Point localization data
((

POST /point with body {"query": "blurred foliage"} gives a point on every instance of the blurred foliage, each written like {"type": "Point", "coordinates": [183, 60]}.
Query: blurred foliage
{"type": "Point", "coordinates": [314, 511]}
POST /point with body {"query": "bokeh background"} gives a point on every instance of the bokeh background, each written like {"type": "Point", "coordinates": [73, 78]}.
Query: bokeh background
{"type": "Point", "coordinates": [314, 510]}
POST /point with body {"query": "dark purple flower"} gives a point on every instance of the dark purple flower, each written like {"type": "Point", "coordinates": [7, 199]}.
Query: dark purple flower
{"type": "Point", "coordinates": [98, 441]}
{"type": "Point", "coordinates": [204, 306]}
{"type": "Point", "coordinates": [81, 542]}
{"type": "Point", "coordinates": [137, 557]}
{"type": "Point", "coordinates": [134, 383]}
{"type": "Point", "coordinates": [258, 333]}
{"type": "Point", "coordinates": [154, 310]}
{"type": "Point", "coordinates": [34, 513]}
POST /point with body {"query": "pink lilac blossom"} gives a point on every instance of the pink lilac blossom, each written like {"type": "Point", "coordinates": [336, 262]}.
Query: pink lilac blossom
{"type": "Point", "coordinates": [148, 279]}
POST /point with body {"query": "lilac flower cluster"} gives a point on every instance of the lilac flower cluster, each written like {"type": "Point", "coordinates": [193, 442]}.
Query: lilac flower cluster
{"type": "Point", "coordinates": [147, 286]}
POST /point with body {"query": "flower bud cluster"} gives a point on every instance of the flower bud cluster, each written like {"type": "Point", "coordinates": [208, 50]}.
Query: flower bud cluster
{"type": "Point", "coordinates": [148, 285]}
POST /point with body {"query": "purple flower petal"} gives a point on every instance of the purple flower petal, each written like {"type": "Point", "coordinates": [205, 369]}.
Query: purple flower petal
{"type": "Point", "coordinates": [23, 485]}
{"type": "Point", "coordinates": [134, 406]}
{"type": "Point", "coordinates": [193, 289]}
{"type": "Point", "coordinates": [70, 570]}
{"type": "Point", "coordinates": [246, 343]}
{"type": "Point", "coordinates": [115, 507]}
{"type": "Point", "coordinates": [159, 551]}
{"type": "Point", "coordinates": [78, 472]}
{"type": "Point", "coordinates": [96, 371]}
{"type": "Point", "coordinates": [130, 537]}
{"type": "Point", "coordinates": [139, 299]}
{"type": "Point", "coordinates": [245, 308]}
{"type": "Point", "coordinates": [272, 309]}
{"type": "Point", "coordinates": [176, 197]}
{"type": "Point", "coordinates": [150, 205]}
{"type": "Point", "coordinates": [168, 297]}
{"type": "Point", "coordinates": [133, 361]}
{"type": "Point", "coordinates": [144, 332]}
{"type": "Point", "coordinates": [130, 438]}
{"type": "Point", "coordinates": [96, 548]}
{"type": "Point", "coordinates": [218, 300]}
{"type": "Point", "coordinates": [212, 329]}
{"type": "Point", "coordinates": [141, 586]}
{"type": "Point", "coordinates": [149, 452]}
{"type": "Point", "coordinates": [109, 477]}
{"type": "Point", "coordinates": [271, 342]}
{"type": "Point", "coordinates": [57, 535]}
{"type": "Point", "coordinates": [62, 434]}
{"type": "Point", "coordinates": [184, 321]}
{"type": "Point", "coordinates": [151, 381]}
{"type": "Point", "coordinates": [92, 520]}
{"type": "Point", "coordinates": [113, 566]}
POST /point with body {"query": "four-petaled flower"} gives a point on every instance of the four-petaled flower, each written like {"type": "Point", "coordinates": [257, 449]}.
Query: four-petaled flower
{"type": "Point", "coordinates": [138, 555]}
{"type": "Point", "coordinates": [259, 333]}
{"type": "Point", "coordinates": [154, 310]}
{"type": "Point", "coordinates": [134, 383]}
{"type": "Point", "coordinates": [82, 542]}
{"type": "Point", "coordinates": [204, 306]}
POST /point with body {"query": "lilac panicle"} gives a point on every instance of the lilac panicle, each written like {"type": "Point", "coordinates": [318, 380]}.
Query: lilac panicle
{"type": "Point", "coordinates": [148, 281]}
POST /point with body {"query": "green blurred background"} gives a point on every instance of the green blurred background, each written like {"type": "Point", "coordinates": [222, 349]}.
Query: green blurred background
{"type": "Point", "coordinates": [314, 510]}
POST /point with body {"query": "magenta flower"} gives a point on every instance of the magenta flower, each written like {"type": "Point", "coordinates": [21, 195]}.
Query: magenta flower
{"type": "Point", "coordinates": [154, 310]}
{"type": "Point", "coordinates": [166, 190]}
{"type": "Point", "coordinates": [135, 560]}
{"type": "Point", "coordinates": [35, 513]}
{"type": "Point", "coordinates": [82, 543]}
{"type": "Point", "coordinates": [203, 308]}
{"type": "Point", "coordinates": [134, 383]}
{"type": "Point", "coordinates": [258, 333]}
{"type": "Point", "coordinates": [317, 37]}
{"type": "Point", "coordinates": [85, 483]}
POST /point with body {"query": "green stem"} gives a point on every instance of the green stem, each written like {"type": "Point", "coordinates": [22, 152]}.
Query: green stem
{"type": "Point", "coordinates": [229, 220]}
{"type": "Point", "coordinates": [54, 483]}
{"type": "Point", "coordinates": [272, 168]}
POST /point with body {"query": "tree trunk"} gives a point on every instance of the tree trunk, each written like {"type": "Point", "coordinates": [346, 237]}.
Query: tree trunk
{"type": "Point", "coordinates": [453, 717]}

))
((

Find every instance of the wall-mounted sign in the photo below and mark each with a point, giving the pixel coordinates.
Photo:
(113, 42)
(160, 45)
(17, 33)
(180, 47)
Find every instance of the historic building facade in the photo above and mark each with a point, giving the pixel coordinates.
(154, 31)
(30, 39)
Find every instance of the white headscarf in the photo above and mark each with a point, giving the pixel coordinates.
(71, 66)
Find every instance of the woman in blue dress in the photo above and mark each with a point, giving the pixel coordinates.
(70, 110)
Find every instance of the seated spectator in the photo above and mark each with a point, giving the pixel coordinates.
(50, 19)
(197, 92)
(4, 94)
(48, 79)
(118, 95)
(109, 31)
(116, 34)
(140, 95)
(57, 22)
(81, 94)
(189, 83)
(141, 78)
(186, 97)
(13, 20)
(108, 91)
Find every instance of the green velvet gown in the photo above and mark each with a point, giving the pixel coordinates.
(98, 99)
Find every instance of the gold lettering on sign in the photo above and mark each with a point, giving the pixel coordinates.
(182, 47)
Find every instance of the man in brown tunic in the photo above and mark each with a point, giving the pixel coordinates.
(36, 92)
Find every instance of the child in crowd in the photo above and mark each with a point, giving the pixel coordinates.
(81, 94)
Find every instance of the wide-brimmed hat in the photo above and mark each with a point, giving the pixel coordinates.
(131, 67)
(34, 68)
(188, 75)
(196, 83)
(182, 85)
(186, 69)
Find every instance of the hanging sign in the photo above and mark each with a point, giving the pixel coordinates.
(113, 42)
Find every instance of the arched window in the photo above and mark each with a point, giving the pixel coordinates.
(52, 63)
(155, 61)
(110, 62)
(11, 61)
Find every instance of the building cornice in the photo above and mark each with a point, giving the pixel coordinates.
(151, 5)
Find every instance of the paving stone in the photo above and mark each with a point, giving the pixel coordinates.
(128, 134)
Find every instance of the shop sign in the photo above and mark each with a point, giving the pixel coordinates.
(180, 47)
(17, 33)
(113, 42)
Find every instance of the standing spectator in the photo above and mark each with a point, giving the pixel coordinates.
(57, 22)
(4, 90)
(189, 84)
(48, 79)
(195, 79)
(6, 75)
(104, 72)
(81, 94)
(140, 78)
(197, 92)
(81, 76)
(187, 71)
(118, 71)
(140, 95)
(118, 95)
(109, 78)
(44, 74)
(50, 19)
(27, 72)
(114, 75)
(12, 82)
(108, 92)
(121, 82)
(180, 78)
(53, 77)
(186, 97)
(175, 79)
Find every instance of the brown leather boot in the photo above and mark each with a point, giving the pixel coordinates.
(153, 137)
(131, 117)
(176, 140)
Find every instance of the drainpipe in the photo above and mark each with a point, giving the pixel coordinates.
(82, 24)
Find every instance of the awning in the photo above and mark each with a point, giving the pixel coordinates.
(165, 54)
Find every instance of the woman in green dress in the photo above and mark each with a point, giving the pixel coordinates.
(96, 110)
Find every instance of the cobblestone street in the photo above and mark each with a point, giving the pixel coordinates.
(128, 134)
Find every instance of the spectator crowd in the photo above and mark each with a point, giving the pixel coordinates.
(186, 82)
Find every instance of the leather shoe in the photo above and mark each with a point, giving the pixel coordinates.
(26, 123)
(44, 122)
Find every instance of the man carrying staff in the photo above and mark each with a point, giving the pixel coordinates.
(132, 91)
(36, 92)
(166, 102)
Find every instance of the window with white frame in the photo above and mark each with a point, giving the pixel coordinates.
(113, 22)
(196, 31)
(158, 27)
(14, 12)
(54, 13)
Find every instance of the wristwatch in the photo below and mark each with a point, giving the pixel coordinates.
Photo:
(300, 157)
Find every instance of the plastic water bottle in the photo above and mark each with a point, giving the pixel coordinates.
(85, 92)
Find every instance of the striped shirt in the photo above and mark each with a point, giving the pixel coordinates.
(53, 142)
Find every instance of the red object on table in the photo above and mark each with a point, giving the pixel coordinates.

))
((

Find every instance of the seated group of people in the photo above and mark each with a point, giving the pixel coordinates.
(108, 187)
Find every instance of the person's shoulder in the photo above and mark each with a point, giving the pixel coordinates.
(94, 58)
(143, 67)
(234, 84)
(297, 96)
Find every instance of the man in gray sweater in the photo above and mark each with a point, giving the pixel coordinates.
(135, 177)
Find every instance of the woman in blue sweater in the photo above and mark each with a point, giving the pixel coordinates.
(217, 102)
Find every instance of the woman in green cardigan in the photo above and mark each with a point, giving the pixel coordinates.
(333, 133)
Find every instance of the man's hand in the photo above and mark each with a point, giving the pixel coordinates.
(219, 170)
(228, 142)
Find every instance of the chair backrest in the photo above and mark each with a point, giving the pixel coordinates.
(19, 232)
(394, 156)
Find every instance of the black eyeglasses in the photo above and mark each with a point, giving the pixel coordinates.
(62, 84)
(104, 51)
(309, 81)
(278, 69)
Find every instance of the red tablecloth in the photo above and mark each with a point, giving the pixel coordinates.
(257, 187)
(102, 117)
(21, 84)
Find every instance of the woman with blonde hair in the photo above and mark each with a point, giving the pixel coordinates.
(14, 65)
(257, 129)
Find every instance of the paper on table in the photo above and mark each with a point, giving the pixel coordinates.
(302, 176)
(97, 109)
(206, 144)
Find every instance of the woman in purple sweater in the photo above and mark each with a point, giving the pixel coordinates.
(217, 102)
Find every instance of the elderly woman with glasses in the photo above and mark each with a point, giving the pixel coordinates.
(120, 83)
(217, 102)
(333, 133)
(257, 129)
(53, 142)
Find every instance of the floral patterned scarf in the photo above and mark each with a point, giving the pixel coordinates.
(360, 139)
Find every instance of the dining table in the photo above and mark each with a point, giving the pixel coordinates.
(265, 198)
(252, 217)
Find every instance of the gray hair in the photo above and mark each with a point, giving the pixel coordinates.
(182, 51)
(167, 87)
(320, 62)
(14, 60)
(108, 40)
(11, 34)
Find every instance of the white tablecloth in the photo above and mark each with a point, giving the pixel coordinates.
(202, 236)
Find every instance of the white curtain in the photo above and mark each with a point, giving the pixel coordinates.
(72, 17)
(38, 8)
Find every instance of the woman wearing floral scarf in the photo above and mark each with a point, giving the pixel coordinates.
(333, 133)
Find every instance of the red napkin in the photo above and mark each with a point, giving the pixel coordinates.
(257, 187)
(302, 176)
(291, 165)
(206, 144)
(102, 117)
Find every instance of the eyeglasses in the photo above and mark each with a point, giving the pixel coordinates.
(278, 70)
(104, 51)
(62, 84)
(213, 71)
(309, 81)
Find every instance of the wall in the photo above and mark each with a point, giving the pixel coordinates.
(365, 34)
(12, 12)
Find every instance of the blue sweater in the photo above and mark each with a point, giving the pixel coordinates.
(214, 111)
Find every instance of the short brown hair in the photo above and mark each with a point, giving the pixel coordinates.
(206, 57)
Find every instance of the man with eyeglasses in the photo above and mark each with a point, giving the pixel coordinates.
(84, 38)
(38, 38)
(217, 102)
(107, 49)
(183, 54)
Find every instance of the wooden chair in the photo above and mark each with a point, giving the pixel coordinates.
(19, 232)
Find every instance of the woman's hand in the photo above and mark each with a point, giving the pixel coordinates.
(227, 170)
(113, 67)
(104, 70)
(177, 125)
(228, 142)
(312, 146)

))

### Work to be completed
From the entries above, copy each line that holds "below".

### Answer space
Find every instance of the wall-mounted sign in the photo below and mark each with a point, giving the pixel coordinates.
Find every instance of the wristwatch in the photo below and mark each with a point, giving the pixel coordinates.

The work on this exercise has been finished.